* **EXERCISE TASKS**
**a.** In the forum thread below on the etymology of "religion," what Latin word does Hulalessar name as the source, and what meaning does he give for it?
**b.** Output the passage of the forum thread on the etymology of "religion" between "Seems to be" and "same as _obligatio_.", inclusive.
**c.** Pick up the forum thread on the etymology of "religion" from its final post and write how it continues.

start TEXT PROVIDED

# Etymology of 'religion'



## jana.bo99

Hi to all,

I know that means to believe in God, but want to know exact translation.

Where is the word from?

Thank you,
jana.bo


----------



## Hulalessar

It is from the Latin _religio_ meaning respect for the divine.


----------



## Outsider

My understanding was that etymologically the word _religio_ was a compound, _re_ (again) + _ligio_ (connection) = reconnection.


----------



## CapnPrep

Outsider said:


> My understanding was that etymologically the word _religio_ was a compound, _re_ (again) + _ligio_ (connection) = reconnection.


Seems to be the prevailing view (Lewis & Short):


> Concerning the etymology of this word, various opinions were prevalent among the ancients. Cicero derives it from _rellĕgere_, [...] whereas Servius, Lactantius, Augustine, al., assume _religare_ as the primitive [...] Modern etymologists mostly agree  with this latter view, assuming as root _lig,_ to bind, whence also_ lic-tor_, _lex_, and _ligare_; hence, _religio_ sometimes means the same as _obligatio_.


----------



## jana.bo99

Hi to all,

religio - divine. 

I should know Latine language first and then study other languages.

Thank you all for explanation.


----------



## cobusteanu

According to Merriam-Webster dictionary _religion_ comes from the Latin re+ligio (supernatural constraint, sanction, religious practice), suggesting re+ligare (to tie out of the way) as root which takes us in turns to ligatus, past participle of ligare (to bind, tie); akin to Albanian lidh (I tie)


----------



## ThomasK

Gary Searle in _Dangerous Words. Talking About God In An Age of Fundamentalism_ (Trumpeter, 2007, p. 110-3) refers to another hypothesis, whereby (...) _re-ligens_ would be the opposite of _neg-ligens,_ neglect, and thus would refer to some degree of care. In that connection he refers to one Walter Skeat, who thinks there could be a link with _di-ligens_, meaning something like _careful_.


----------



## Frank06

Hi,


ThomasK said:


> Gary Searle in _Dangerous Words. Talking About God In An Age of Fundamentalism_ (Trumpeter, 2007, p. 110-3) refers to another hypothesis, whereby (...) _re-ligens_ would be the opposite of _neg-ligens,_ neglect, and thus would refer to some degree of care. In that connection he refers to one Walter Skeat, who thinks there could be a link with _di-ligens_, meaning something like _careful_.

end TEXT PROVIDED
start DATA LISTING

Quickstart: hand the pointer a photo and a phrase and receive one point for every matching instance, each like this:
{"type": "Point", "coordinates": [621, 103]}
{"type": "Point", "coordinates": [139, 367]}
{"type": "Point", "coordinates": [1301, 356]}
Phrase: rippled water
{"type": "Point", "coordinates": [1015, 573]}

end DATA LISTING

* **ANSWERS IN ORDER**
**a.** The Latin _religio_, meaning respect for the divine.

**b.**
Seems to be the prevailing view (Lewis & Short):


> Concerning the etymology of this word, various opinions were prevalent among the ancients. Cicero derives it from _rellĕgere_, [...] whereas Servius, Lactantius, Augustine, al., assume _religare_ as the primitive [...] Modern etymologists mostly agree  with this latter view, assuming as root _lig,_ to bind, whence also_ lic-tor_, _lex_, and _ligare_; hence, _religio_ sometimes means the same as _obligatio_.

**c.**
Sounds like philosophers' talk (filosofenpraatjes). Do they have linguistic arguments to support their arguments?

Groetjes,

Frank


----------



## ThomasK

He only considers that a hypothesis, and he gives some arguments to corroborate that thesis. They seem just interesting, and whether it is valid or not, is another issue. In the meantime it may be useful as a hypothesis, and as inspiration for exploring the word's meaning. 

Scientific hypotheses work just like that, I think: they direct investigation but do not pretend to be truthful as such...


----------



## Frank06

ThomasK said:


> He only considers that a hypothesis, and he gives some arguments to corroborate that thesis.


Which arguments?



> They seem just interesting, and whether it is valid or not, is another issue. In the meantime it may be useful as a hypothesis, and as inspiration for exploring the word's meaning.


I thought we were exploring the word's etymology... 



> Scientific hypotheses work just like that, I think: they direct investigation but do not pretend to be truthful as such...


They work indeed with arguments, not with sheer repetions.

Frank


----------



## ThomasK

Ok, but aren't you making objections to etymological hypotheses here ? I did not explain or translate the full reasoning from the book, but it was based on the link with _diligens_ and _necligens_... And that is an argument, isn't it ?


----------



## Frank06

Hi,


ThomasK said:


> Ok, but aren't you making objections to etymological hypotheses here ?


I really think that our understanding of what etymology is about differs quite a lot. Which etymological hypothesis are you talking about? In your post #7 I don't see anything that even comes close to an etymological explanation.
And what does a book about religion (by Gary Eberle) has to do with etymology in the first place?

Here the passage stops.